### HOW TO COMPLETE THIS TASK
Can you pick up the excerpt below about the Trump White House's political appointees and continue it past its last sentence?

### EXCERPT
Republican think tanks and donors succeeded in installing preferred nominees. The earliest wave arrived from the Heritage Foundation; subsequent ones came from Charles and David Koch’s network of conservative advocacy groups and from the American Enterprise Institute. But the White House maintained a virtual blockade against Republicans who had signed letters opposing Trump’s candidacy. “I’ve been asked, ‘Can you recommend somebody for this or that position?’ ” Elliott Abrams, a foreign-affairs official under Ronald Reagan and George W. Bush, told me. “I’ve come up with the perfect person, and the people I’m talking to at State or Defense say, ‘Oh, my God, she’s great. But she didn’t sign one of the letters, did she?’ ‘Yeah, she did.’ ‘O.K., we’re done here.’ ”
The White House brought in an array of outsiders, who, at times, ran into trouble. As an assistant to the Secretary of Energy, the Administration installed Sid Bowdidge, whose recent employment had included managing a Meineke Car Care branch in Seabrook, New Hampshire. Bowdidge departed after it emerged that he had called Muslims “maggots.” In December, Matthew Spencer Petersen, a nominee to the federal bench, became a brief online sensation when Senator John Kennedy, a Republican from Louisiana, asked him a series of basic law-school questions, which revealed that Petersen had never argued a motion, tried a case, or taken a deposition by himself. Embarrassing details came out about other judicial nominees: Brett Talley, who had never tried a case in federal court, wandered cemeteries hunting for ghosts; Jeff Mateer had called transgender children part of “Satan’s plan.” All three nominations were withdrawn.
Despite the attention that these cases attracted, the vast majority of appointees, other than those who are named in Senate hearings or serve in the President’s executive office, are not reported to the public. “The idea that the American people do not know the names of those running the government is nutty,” Stier, of the Partnership for Public Service, said. “Many appointees get parachuted in below the radar, and no one knows they’re there until they hit a trip wire.”

### INFORMATION SUPPLIED
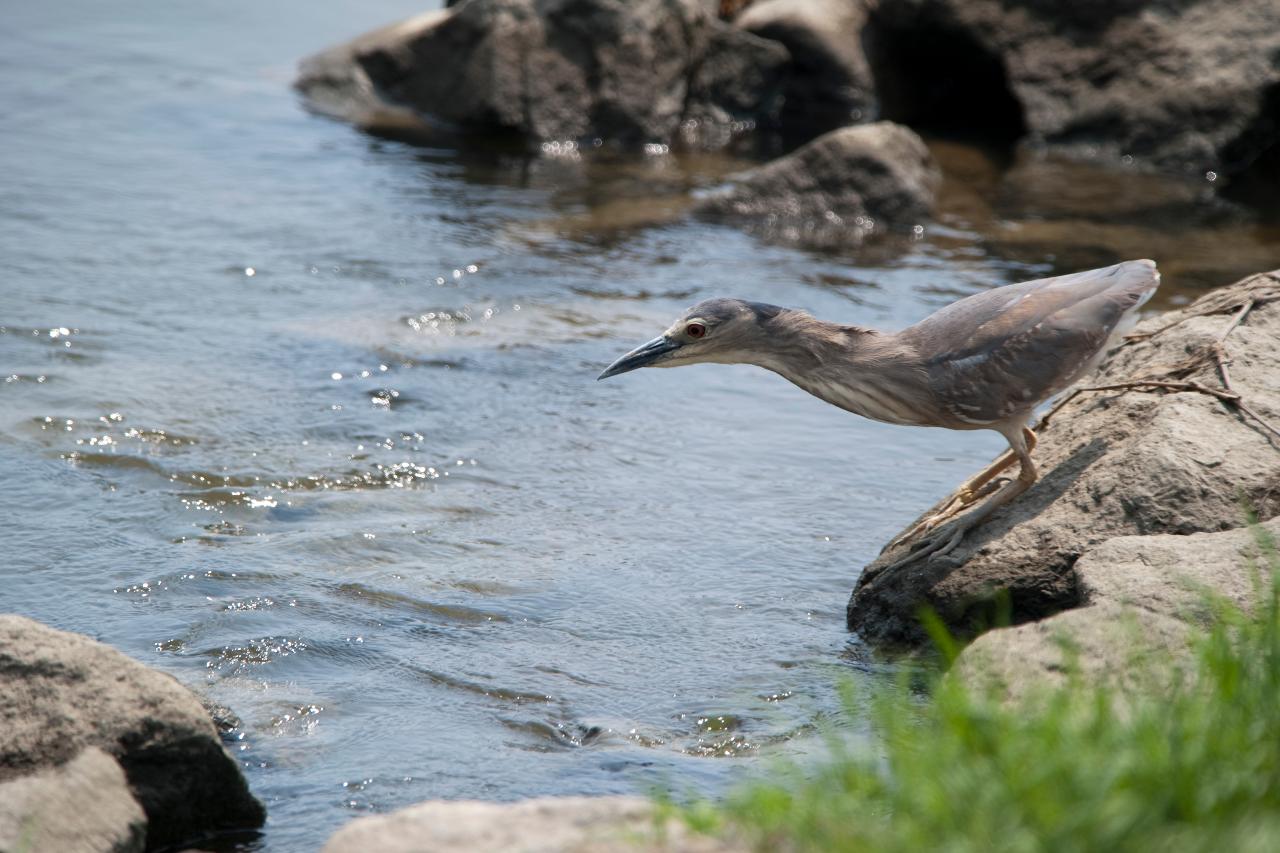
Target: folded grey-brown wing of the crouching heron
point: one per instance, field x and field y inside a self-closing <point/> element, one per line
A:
<point x="999" y="354"/>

### REPLY TO THE TASK
Some of those who have hit the trip wire are recent college graduates, installed in jobs usually reserved for officials with decades of experience. Taylor Weyeneth, a twenty-three-year-old whose only previous employment was with the Trump campaign, became one of the White House’s top-ranking officials addressing the opioid epidemic. He served as deputy chief of staff in the Office of National Drug Control Policy until January, when the Washington Postdiscovered that his résumé listed a job at a law firm from which he had been discharged for not showing up and a master’s degree he did not possess. The Post also noted that the White House Office of Presidential Personnel, which hired Weyeneth for the job, was itself a youthful operation: a “social hub” where young Trump aides “hang out on couches and smoke electronic cigarettes.” At a happy-hour party in January, the office celebrated one aide’s thirtieth birthday with a drinking game that involved “hiding a bottle of Smirnoff Ice, a flavored malt liquor, and demanding that the person who discovers it, in this case the deputy director, guzzle it.” When I asked the senior Administration official about the story, he said, “That was pretty common knowledge. That was their style.”
Trump sometimes tested ethical standards in the hiring process. In January, shortly before the Justice Department named Geoffrey Berman to be the interim U.S. Attorney in the Southern District of New York—a position with jurisdiction over the headquarters of Trump’s business empire—Trump personally interviewed Berman for the job. Criminal-justice experts were alarmed. “I am not aware of any President in recent history that personally conducted such interviews,” Marcos Daniel Jiménez, a former U.S. Attorney appointed by George W. Bush, told me. William Cummings, a U.S. Attorney appointed by Gerald Ford, said, “In the situation where the sitting President has publicly been noted to be the subject of an investigation by the F.B.I. or special counsel, I think it is unseemly.”
By April, at least six of Trump’s Cabinet secretaries were being investigated for their expenses. Scott Pruitt, the administrator of the Environmental Protection Agency, was the most embattled: he was facing eleven federal investigations, many of them related to his security arrangements. Pruitt had acquired a custom S.U.V., biometric locks on his office door, a forty-three-thousand-dollar soundproof phone booth, and a retinue of round-the-clock guards. He insisted on flying first class, because, he said, of threats in coach. When Ben Carson, the Secretary of Housing and Urban Development, was found to have outfitted his office with a bespoke dining set ($31,561), defenders said that he was not to blame. The Republican congresswoman Claudia Tenney, of New York, told an interviewer that the fault for the furniture lay with “somebody in the deep state. It was not one of his people, apparently.”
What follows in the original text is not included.